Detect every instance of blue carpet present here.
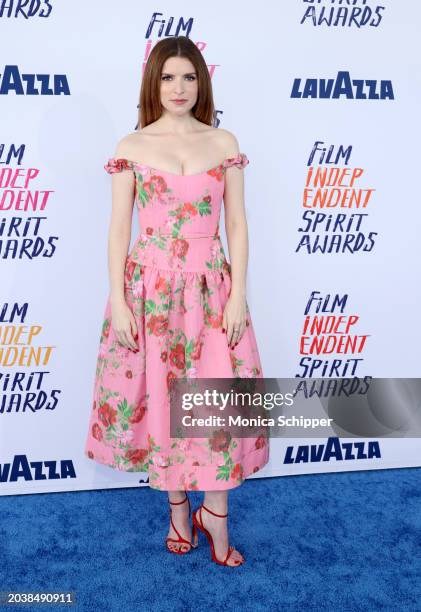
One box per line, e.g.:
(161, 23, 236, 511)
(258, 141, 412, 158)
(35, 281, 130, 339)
(0, 467, 420, 611)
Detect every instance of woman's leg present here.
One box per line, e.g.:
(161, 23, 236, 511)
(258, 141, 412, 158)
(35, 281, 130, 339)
(201, 490, 244, 565)
(167, 490, 192, 553)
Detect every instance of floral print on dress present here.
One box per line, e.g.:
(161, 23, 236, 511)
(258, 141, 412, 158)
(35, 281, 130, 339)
(85, 152, 269, 490)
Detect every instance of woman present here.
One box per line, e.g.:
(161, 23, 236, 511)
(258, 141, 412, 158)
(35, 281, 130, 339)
(85, 36, 269, 567)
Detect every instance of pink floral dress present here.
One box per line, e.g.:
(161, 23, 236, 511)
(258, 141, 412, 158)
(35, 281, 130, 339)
(84, 153, 269, 490)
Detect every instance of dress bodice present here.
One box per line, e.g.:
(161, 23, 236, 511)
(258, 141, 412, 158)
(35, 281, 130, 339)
(104, 153, 249, 239)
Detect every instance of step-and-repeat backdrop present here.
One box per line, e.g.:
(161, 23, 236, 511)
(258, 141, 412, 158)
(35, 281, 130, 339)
(2, 1, 420, 495)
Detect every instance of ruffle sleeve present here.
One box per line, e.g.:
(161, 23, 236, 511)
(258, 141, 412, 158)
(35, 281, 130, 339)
(104, 158, 134, 174)
(222, 153, 249, 170)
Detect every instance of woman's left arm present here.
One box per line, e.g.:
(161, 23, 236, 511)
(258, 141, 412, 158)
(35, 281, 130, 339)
(222, 138, 249, 350)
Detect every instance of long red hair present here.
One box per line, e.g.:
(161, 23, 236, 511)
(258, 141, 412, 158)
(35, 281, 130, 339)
(136, 36, 215, 129)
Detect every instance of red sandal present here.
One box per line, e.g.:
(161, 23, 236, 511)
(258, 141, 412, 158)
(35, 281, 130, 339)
(166, 494, 198, 555)
(192, 504, 245, 566)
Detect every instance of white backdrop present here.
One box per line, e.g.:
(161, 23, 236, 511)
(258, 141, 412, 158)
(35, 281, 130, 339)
(1, 0, 421, 495)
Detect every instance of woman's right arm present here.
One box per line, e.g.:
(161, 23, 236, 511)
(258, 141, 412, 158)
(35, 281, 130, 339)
(107, 139, 138, 352)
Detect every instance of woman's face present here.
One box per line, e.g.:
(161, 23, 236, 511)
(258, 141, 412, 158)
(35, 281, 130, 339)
(160, 56, 198, 116)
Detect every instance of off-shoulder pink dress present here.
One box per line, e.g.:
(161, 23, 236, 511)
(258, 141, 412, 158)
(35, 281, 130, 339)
(84, 153, 269, 490)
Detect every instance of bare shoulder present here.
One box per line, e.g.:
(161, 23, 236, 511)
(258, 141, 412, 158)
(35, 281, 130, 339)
(113, 131, 150, 160)
(214, 128, 240, 157)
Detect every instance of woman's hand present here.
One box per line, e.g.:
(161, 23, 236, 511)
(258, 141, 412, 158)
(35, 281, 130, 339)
(111, 298, 138, 352)
(222, 293, 247, 349)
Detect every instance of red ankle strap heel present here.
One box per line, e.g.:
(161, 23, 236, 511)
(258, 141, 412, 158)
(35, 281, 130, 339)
(192, 503, 245, 567)
(166, 494, 198, 555)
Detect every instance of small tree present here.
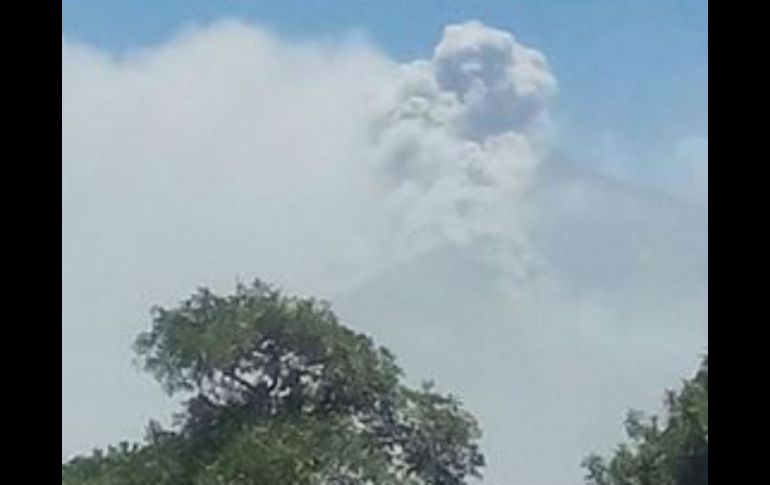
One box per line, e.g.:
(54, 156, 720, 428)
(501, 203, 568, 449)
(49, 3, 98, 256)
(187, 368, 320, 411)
(582, 354, 708, 485)
(63, 279, 484, 485)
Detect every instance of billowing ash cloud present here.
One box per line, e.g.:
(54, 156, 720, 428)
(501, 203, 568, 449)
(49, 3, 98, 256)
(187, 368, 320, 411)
(62, 20, 706, 485)
(432, 21, 556, 139)
(373, 21, 556, 273)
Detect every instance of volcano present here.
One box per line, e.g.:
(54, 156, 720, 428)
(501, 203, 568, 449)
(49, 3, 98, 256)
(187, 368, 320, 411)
(335, 158, 707, 484)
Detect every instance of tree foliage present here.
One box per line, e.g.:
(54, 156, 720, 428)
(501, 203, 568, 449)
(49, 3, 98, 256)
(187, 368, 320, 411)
(582, 353, 708, 485)
(62, 279, 484, 485)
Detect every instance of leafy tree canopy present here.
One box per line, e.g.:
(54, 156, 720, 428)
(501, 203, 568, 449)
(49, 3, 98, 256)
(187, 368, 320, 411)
(582, 353, 708, 485)
(63, 279, 485, 485)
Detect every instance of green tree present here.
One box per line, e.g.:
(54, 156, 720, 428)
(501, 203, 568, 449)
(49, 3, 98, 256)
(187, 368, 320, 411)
(582, 353, 708, 485)
(63, 279, 484, 485)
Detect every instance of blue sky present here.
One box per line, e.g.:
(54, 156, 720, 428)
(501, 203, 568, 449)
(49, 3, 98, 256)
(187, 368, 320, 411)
(62, 0, 707, 175)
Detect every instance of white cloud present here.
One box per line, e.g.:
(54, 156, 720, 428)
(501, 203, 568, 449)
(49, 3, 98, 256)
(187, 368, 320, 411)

•••

■ What you need to do: The records above are to be copied exactly, with no pictures carried over.

■ Exercise response:
Detect every instance of blue carpet present here.
One box per line, e.g.:
(161, 23, 236, 511)
(258, 141, 412, 158)
(35, 281, 130, 339)
(0, 467, 420, 611)
Detect every instance of woman's leg present here.
One box per line, e.g.:
(161, 23, 236, 511)
(258, 141, 412, 158)
(35, 281, 130, 339)
(201, 490, 244, 565)
(167, 490, 192, 553)
Detect every instance of floral print on dress present here.
One box per line, e.g.:
(161, 23, 236, 511)
(258, 141, 412, 158)
(35, 281, 130, 339)
(85, 152, 269, 490)
Detect every instance of woman present here.
One box per line, e.g.:
(161, 23, 236, 511)
(258, 141, 412, 158)
(35, 281, 130, 339)
(85, 36, 269, 567)
Detect every instance of pink floral dress present here.
One box per line, e.g.:
(161, 23, 236, 511)
(258, 141, 412, 158)
(35, 281, 130, 339)
(84, 153, 269, 490)
Detect every instance of dress bodice present here.
One box per line, e.g.:
(161, 23, 236, 511)
(258, 141, 412, 158)
(35, 281, 130, 339)
(104, 153, 249, 239)
Detect every instance of step-and-repeat backdrop present here.
One box per line, e.g.:
(161, 23, 236, 511)
(258, 141, 412, 158)
(35, 281, 130, 339)
(2, 1, 420, 495)
Detect every instance of ruffle sleeve present here.
One box per line, e.g.:
(161, 23, 236, 511)
(258, 141, 412, 158)
(35, 281, 130, 339)
(104, 158, 134, 174)
(222, 153, 249, 170)
Detect every instance of woman's left arm present here.
One box per line, e.g.:
(161, 23, 236, 511)
(258, 141, 412, 158)
(35, 281, 130, 339)
(222, 138, 249, 350)
Detect every instance of long red hair present here.
One box per line, e.g.:
(161, 23, 236, 511)
(258, 141, 412, 158)
(35, 281, 130, 339)
(136, 36, 215, 129)
Detect every instance of red sandal present here.
One box per line, e.g.:
(161, 23, 236, 511)
(258, 141, 412, 158)
(35, 281, 130, 339)
(166, 494, 198, 555)
(192, 504, 245, 566)
Detect every instance of white backdrop present here.
One box per line, e.g.:
(161, 23, 236, 511)
(258, 141, 412, 158)
(35, 281, 130, 339)
(1, 0, 421, 495)
Detect every instance of woman's right arm present here.
One box per line, e.g.:
(161, 23, 236, 511)
(258, 141, 412, 158)
(35, 281, 130, 339)
(107, 139, 138, 352)
Detect every instance of woman's face present here.
One box per line, e.g.:
(161, 23, 236, 511)
(258, 141, 412, 158)
(35, 281, 130, 339)
(160, 56, 198, 116)
Detect every instance of off-shoulder pink dress present here.
One box per line, e.g.:
(161, 23, 236, 511)
(258, 141, 412, 158)
(35, 281, 130, 339)
(84, 153, 269, 490)
Detect every instance of bare shoulder present here.
One box per line, e.g.:
(161, 23, 236, 511)
(258, 141, 412, 158)
(35, 281, 130, 339)
(113, 131, 150, 160)
(214, 128, 240, 157)
Detect every instance of woman's hand present here.
One box per line, e.g.:
(161, 23, 236, 511)
(258, 141, 412, 158)
(35, 281, 130, 339)
(111, 298, 138, 352)
(222, 293, 247, 349)
Detect every instance of red ankle strap heel present here.
One box per line, e.g.:
(161, 23, 236, 511)
(258, 141, 412, 158)
(35, 281, 130, 339)
(192, 503, 245, 567)
(166, 494, 198, 555)
Detect every instance of small tree present here.
One box per line, e.g.:
(54, 156, 720, 428)
(501, 203, 568, 449)
(49, 3, 98, 256)
(187, 368, 320, 411)
(582, 354, 708, 485)
(63, 279, 484, 485)
Detect every instance of billowing ash cloud present here.
One box per line, e.g.:
(54, 156, 720, 428)
(501, 203, 568, 449)
(49, 3, 98, 256)
(187, 368, 320, 411)
(62, 20, 706, 485)
(432, 21, 556, 139)
(373, 21, 556, 273)
Detect every instance of volcano present here.
One box per line, e.g.:
(54, 156, 720, 428)
(501, 203, 568, 449)
(49, 3, 98, 256)
(187, 368, 320, 411)
(335, 158, 707, 484)
Detect every instance of tree foliage present here.
One box per line, e.g.:
(54, 156, 720, 428)
(501, 203, 568, 449)
(49, 3, 98, 256)
(187, 368, 320, 411)
(582, 353, 708, 485)
(62, 279, 484, 485)
Detect every instance of leafy tree canopy present here.
One box per line, e.g.:
(54, 156, 720, 428)
(501, 203, 568, 449)
(49, 3, 98, 256)
(187, 368, 320, 411)
(582, 353, 708, 485)
(63, 279, 485, 485)
Detect every instance of green tree present here.
One box per line, e.g.:
(54, 156, 720, 428)
(501, 203, 568, 449)
(49, 3, 98, 256)
(187, 368, 320, 411)
(582, 353, 708, 485)
(63, 279, 484, 485)
Detect every instance of blue sky present here.
One box per line, e.g.:
(54, 156, 720, 428)
(501, 203, 568, 449)
(49, 3, 98, 256)
(187, 368, 320, 411)
(62, 0, 707, 175)
Detect every instance of white cloud present here.
One box per line, e.g.:
(54, 156, 720, 428)
(501, 203, 568, 449)
(49, 3, 98, 256)
(187, 368, 320, 411)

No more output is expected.